_WHAT TO DO:_ An exact copy is needed of the lines from the line holding "The service MUST place one dot on the low" through the final line of the listing below, both included.

_THE RECORDS:_
+ + + + +
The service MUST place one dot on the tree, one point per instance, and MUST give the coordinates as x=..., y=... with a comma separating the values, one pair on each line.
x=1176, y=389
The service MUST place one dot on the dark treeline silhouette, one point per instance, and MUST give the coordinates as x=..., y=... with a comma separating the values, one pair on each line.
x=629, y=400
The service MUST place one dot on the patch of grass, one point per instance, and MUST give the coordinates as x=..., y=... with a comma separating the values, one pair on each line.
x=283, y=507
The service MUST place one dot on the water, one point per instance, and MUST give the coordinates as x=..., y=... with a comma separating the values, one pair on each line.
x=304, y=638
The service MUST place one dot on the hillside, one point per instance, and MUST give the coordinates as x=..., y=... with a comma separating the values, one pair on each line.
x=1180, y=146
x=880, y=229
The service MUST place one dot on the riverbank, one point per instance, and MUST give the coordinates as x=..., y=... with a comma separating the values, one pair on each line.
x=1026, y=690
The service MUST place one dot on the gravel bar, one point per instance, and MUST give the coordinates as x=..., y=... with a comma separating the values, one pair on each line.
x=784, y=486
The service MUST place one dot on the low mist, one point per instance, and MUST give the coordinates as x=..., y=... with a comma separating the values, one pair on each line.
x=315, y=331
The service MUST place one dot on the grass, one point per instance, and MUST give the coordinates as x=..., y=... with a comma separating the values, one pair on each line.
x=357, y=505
+ + + + +
_ANSWER BOX:_
The service MUST place one dot on the low mist, one point per instance, and MUST give the coordinates as x=..., y=... with a comma separating the values, one pair on each line.
x=315, y=331
The service MUST place one dot on the grass, one point per instance, and MUST give the coordinates as x=..., y=... with a comma separating the values, one pair on each line.
x=357, y=505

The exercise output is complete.